- _ENTRIES_
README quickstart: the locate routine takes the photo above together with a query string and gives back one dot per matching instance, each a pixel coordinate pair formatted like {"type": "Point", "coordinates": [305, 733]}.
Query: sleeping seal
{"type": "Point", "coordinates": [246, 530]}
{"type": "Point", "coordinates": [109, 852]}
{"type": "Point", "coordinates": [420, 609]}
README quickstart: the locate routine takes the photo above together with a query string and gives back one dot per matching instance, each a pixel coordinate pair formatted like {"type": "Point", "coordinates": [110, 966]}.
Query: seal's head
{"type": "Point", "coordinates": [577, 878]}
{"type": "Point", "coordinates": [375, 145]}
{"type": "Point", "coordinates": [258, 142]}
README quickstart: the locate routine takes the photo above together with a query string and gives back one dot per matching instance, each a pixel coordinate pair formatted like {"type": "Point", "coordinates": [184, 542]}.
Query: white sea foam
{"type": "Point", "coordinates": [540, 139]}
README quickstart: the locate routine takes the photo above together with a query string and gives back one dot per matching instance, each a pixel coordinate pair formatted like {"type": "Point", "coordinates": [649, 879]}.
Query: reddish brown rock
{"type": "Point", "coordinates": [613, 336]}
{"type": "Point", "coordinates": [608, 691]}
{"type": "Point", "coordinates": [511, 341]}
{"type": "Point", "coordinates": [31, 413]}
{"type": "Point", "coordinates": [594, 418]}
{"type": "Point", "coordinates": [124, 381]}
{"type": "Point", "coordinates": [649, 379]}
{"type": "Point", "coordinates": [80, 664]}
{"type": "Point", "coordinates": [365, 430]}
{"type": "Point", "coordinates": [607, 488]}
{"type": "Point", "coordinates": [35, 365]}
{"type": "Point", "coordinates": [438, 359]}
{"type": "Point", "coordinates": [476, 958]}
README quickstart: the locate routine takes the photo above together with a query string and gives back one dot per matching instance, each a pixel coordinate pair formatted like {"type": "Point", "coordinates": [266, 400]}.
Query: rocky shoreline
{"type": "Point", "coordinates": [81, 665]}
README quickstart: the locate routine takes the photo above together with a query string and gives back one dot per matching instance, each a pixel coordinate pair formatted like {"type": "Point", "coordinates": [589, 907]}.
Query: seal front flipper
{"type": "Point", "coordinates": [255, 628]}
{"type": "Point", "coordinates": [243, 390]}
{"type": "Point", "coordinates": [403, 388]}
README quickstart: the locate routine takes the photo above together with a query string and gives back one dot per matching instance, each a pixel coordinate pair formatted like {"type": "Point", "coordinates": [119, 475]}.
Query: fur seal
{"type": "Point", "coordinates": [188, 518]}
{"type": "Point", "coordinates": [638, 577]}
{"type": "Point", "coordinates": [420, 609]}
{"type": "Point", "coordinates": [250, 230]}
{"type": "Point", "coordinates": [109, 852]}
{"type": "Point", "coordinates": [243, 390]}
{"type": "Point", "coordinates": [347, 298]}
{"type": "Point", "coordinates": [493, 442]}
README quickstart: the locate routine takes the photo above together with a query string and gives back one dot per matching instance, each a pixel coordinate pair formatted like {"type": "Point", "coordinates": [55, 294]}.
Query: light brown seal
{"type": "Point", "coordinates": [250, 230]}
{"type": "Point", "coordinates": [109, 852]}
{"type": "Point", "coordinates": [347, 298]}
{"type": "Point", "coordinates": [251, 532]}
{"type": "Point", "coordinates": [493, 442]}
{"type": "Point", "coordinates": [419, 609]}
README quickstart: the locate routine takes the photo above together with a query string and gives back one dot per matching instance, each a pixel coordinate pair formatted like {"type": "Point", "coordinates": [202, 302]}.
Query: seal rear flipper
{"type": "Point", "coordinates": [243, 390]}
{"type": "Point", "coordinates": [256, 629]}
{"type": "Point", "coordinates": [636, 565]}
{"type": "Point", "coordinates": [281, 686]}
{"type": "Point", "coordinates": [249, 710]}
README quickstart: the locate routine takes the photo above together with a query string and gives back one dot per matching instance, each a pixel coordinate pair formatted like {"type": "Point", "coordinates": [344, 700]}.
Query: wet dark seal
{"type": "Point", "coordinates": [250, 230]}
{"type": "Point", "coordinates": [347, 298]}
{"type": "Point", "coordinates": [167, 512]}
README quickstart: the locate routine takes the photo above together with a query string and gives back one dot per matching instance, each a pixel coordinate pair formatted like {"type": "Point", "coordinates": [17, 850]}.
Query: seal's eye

- _WHAT THE EXERCISE ASKS_
Quote all the records. Keep every word exact.

- _THE RESULT_
README quickstart: the locate routine takes the photo above together with a query string and gives back one dot per matching instance, each a pixel coordinate pair formatted like {"type": "Point", "coordinates": [305, 733]}.
Query: sleeping seal
{"type": "Point", "coordinates": [246, 530]}
{"type": "Point", "coordinates": [109, 852]}
{"type": "Point", "coordinates": [420, 609]}
README quickstart: the locate routine takes the photo above together with a query string and gives back one dot per matching instance, each a pixel coordinate pair formatted like {"type": "Point", "coordinates": [110, 966]}.
Query: seal's head
{"type": "Point", "coordinates": [577, 878]}
{"type": "Point", "coordinates": [375, 145]}
{"type": "Point", "coordinates": [258, 142]}
README quickstart: the locate routine takes the photo above together with a query string and gives back one dot per matching instance, each a pixel coordinate pair formatted like {"type": "Point", "coordinates": [184, 542]}.
Query: white sea foam
{"type": "Point", "coordinates": [540, 139]}
README quickstart: the locate routine takes the photo above together with a query string and gives back one dot per matching instance, each a pixel coordinate pair formatted like {"type": "Point", "coordinates": [649, 879]}.
Query: reddish brown rock
{"type": "Point", "coordinates": [613, 336]}
{"type": "Point", "coordinates": [608, 691]}
{"type": "Point", "coordinates": [511, 341]}
{"type": "Point", "coordinates": [31, 413]}
{"type": "Point", "coordinates": [594, 418]}
{"type": "Point", "coordinates": [124, 381]}
{"type": "Point", "coordinates": [649, 379]}
{"type": "Point", "coordinates": [80, 664]}
{"type": "Point", "coordinates": [365, 430]}
{"type": "Point", "coordinates": [607, 488]}
{"type": "Point", "coordinates": [35, 365]}
{"type": "Point", "coordinates": [438, 359]}
{"type": "Point", "coordinates": [476, 958]}
README quickstart: the locate routine takes the photo above together with a query string and gives back one dot per matching instance, each a pixel coordinate pair formatted like {"type": "Point", "coordinates": [266, 400]}.
Query: rocky shoreline
{"type": "Point", "coordinates": [81, 665]}
README quickstart: the locate routine takes the photo above together with a query string and gives back one dot per matching instance, each a pixel coordinate pair formatted like {"type": "Point", "coordinates": [589, 907]}.
Query: seal front flipper
{"type": "Point", "coordinates": [255, 628]}
{"type": "Point", "coordinates": [243, 390]}
{"type": "Point", "coordinates": [403, 388]}
README quickstart: the locate routine takes the photo above together with a query string and gives back one dot per matching instance, each a pixel coordinate pair formatted like {"type": "Point", "coordinates": [119, 475]}.
Query: fur seal
{"type": "Point", "coordinates": [188, 518]}
{"type": "Point", "coordinates": [638, 577]}
{"type": "Point", "coordinates": [420, 609]}
{"type": "Point", "coordinates": [250, 230]}
{"type": "Point", "coordinates": [109, 852]}
{"type": "Point", "coordinates": [243, 390]}
{"type": "Point", "coordinates": [347, 298]}
{"type": "Point", "coordinates": [493, 442]}
README quickstart: the locate routine takes the photo above together with a query string and gives back one dot per matching instance, each a pixel coordinate pair formatted like {"type": "Point", "coordinates": [55, 294]}.
Query: light brown seal
{"type": "Point", "coordinates": [250, 230]}
{"type": "Point", "coordinates": [109, 852]}
{"type": "Point", "coordinates": [347, 298]}
{"type": "Point", "coordinates": [251, 532]}
{"type": "Point", "coordinates": [493, 442]}
{"type": "Point", "coordinates": [419, 609]}
README quickstart: the locate routine takes the photo above together with a query string and gives back one dot per matching instance, each a pixel coordinate pair formatted like {"type": "Point", "coordinates": [202, 302]}.
Query: seal rear flipper
{"type": "Point", "coordinates": [243, 390]}
{"type": "Point", "coordinates": [256, 629]}
{"type": "Point", "coordinates": [636, 565]}
{"type": "Point", "coordinates": [281, 686]}
{"type": "Point", "coordinates": [249, 710]}
README quickstart: the locate routine takes the photo above together with a query string and gives back one dot per matching instance, each a pixel coordinate pair formatted like {"type": "Point", "coordinates": [344, 700]}.
Query: wet dark seal
{"type": "Point", "coordinates": [250, 230]}
{"type": "Point", "coordinates": [347, 298]}
{"type": "Point", "coordinates": [167, 512]}
README quickstart: the locate routine takes the photo above together with a query string and gives back one dot per matching instance, each a pixel coordinate pair formatted like {"type": "Point", "coordinates": [17, 850]}.
Query: seal's eye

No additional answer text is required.